> [RECORDS FOR THE EXERCISE]:
--*--
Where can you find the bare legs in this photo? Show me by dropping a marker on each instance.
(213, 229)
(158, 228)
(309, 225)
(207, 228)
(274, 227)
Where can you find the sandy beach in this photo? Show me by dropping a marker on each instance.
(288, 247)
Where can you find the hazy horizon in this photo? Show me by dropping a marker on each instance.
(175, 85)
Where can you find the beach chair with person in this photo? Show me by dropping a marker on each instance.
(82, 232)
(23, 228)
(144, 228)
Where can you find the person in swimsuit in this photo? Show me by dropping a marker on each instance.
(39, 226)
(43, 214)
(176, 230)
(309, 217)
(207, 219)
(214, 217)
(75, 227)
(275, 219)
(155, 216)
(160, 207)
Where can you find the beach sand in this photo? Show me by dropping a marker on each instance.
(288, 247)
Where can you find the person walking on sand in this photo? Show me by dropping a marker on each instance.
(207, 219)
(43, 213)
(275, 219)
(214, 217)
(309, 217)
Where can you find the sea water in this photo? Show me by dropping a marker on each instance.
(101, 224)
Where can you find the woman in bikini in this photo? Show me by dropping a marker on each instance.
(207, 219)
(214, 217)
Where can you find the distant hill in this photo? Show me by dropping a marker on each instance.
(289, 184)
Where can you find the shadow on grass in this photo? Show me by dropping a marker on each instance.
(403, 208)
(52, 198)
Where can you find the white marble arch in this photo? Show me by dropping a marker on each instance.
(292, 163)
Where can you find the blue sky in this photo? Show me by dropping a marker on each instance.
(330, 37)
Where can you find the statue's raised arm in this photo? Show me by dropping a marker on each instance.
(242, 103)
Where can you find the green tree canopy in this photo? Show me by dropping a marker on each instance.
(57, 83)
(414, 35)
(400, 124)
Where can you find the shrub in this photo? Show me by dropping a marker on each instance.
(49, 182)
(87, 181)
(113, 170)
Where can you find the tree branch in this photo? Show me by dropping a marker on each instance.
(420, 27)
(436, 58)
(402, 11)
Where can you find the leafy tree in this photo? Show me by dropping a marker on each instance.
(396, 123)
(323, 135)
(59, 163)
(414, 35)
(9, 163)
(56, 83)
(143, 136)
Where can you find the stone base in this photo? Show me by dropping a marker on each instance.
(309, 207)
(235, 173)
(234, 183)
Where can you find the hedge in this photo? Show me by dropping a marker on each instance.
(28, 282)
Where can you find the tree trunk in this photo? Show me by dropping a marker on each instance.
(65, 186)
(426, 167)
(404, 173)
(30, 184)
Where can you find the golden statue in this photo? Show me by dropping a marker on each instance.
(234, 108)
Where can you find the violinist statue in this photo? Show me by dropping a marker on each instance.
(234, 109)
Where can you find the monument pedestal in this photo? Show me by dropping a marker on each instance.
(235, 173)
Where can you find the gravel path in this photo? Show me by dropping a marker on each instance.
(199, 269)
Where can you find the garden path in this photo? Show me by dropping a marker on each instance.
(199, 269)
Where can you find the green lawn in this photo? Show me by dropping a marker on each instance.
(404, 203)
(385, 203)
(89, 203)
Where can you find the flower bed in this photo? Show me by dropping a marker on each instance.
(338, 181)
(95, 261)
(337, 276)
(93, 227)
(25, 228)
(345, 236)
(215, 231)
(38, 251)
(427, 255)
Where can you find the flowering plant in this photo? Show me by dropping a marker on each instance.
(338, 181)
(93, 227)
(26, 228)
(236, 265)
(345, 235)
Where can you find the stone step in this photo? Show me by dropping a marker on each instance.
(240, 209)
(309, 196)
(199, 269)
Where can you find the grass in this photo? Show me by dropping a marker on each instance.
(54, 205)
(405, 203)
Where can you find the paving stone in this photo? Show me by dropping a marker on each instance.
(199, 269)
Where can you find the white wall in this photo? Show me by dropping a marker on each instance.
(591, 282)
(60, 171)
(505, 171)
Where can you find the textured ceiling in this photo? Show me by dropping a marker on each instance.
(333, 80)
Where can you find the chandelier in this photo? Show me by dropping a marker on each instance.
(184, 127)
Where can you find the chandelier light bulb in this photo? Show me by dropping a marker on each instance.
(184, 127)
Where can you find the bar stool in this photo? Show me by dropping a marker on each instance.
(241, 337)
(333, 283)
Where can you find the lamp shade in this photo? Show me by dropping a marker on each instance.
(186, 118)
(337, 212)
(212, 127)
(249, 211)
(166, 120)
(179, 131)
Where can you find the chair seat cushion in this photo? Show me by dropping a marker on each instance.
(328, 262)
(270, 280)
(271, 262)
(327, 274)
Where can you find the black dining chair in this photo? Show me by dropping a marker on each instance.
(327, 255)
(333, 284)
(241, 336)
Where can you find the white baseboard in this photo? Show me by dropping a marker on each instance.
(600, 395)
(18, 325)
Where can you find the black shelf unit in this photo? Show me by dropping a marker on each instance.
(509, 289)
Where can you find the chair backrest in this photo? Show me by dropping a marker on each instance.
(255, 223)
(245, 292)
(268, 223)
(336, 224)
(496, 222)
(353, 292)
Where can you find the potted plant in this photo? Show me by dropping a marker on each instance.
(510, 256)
--*--
> [DIRECTIONS]: Write the data out again in full and exactly.

> [ANSWER BOX]:
Where can you find the bare legs in this photo? Show me by dropping a marker on each instance.
(213, 229)
(158, 228)
(309, 225)
(207, 228)
(274, 227)
Where can you find the sandy beach in this photo? Show me by dropping a marker on each instance.
(288, 247)
Where can you find the hazy horizon in this photo? Show me by dropping a marker on each instance.
(175, 85)
Where can you find the beach chair with person in this photo? Show me by dropping a marker on each instance.
(82, 232)
(23, 228)
(144, 228)
Where can you find the person in swimsuit in this photo? Show me by dropping a marker on each instance.
(39, 226)
(43, 214)
(176, 230)
(309, 217)
(207, 219)
(214, 217)
(75, 227)
(275, 219)
(155, 216)
(160, 207)
Where can you find the beach sand in this photo? Show me by dropping a marker on each instance.
(288, 247)
Where can you find the person walking on sand in this photo? Show me by dropping a marker on each instance.
(207, 219)
(43, 213)
(275, 219)
(214, 217)
(309, 217)
Where can you find the sea water in this photo? Show me by dropping a marker on each instance.
(101, 224)
Where can you find the woman in bikini in this photo? Show me by dropping a marker on each instance.
(207, 219)
(214, 217)
Where can you find the distant hill in this photo? Show me by dropping a marker on each instance.
(289, 184)
Where can you find the shadow on grass in this photo? Show me by dropping a marker on each instance.
(403, 208)
(52, 198)
Where can you find the white marble arch in this photo? Show me by dropping a marker on each instance.
(292, 163)
Where can you find the blue sky in this photo? Show me by dropping a marker on each instance.
(330, 37)
Where can you find the statue's raised arm in this photo? Show me by dropping a marker on each instance.
(242, 103)
Where can you find the green tree canopy in this photo? Show me by dropping a marker on each instance.
(57, 83)
(414, 35)
(400, 124)
Where can you find the shrub in this photo? Show me by dropping a marker on each instance.
(49, 182)
(87, 181)
(113, 170)
Where can you find the tree branch in this photo? Show me by dropping a marker on each instance.
(420, 27)
(436, 58)
(402, 11)
Where can you find the leafy tree in this photo? Show me by dropping a marker on each instance.
(396, 123)
(323, 135)
(59, 163)
(414, 35)
(9, 163)
(56, 83)
(143, 136)
Where can you find the stone base in this photo? Show me by dropping a marker on each instance.
(309, 207)
(235, 173)
(234, 183)
Where can you find the hedge in this photo? Show me by dropping a marker on each instance.
(28, 282)
Where can you find the tree trunk in this photo? Show me by dropping a marker on each instance.
(65, 186)
(426, 167)
(404, 173)
(30, 184)
Where can you find the golden statue in this photo? Show me by dropping a marker on each instance.
(234, 108)
Where can you find the violinist statue in this photo? Show me by dropping a marker on each instance.
(234, 109)
Where can you find the monument pedestal in this photo? Show me by dropping a marker on each instance.
(235, 173)
Where can you find the gravel path in this photo? Show me by dropping a marker on each instance.
(199, 269)
Where can you find the garden path in this photo? Show me by dropping a marker on each instance.
(199, 269)
Where can you find the green lawn in this photo? Show me by dropping a marker on each instance.
(404, 203)
(385, 203)
(89, 203)
Where can you find the flower bed in this photo? Show me by dropping a marker on each instance.
(338, 181)
(95, 261)
(337, 276)
(93, 227)
(25, 228)
(345, 236)
(215, 231)
(38, 251)
(427, 255)
Where can you find the flowering plant in this photo? Show me by dropping a marker on each instance.
(338, 181)
(93, 227)
(26, 228)
(236, 265)
(345, 235)
Where can you find the stone step in this photo? Show me by dropping a marker on each instance.
(240, 209)
(309, 196)
(199, 269)
Where can you find the grass in this photo? Show me by dropping a marker on each instance.
(54, 205)
(405, 203)
Where can you find the paving stone in this photo? Show me by dropping a marker on each instance.
(199, 269)
Where can you find the white wall in this photo? Show me by dropping a marker on each instance.
(591, 282)
(60, 171)
(505, 171)
Where can you find the textured ceiling in this photo? Show me by dropping a marker on each instance.
(333, 80)
Where can you find the chandelier in this photo? Show me by dropping a marker on each instance.
(184, 127)
Where can you find the chandelier light bulb in this photo? Show me by dropping a marker on each instance.
(184, 127)
Where can you find the bar stool in this photo? Show me by dropping a marker on each instance.
(241, 337)
(333, 283)
Where can you find the lamp shade in this photo? Show me by dropping a marker on each instance.
(186, 118)
(337, 212)
(212, 127)
(249, 211)
(166, 120)
(179, 131)
Where can you find the chair seat cushion in this photo? Show me by dropping a marker on each instance.
(328, 262)
(270, 280)
(271, 262)
(327, 274)
Where can you find the black dining chair in this photo? Show me by dropping a marker on each instance.
(327, 255)
(333, 284)
(241, 336)
Where can you find the white baseboard in this photo? Show me by dropping a marker on each instance.
(600, 395)
(18, 325)
Where can you find the black shelf unit in this photo? Show me by dropping a marker on each instance.
(509, 289)
Where can you find the chair backrest in this photo? Show me by dropping a marker on each instance.
(255, 223)
(245, 292)
(268, 223)
(336, 224)
(496, 222)
(353, 292)
Where can you find the potted plant in this photo? Show me by dropping a marker on each instance.
(510, 256)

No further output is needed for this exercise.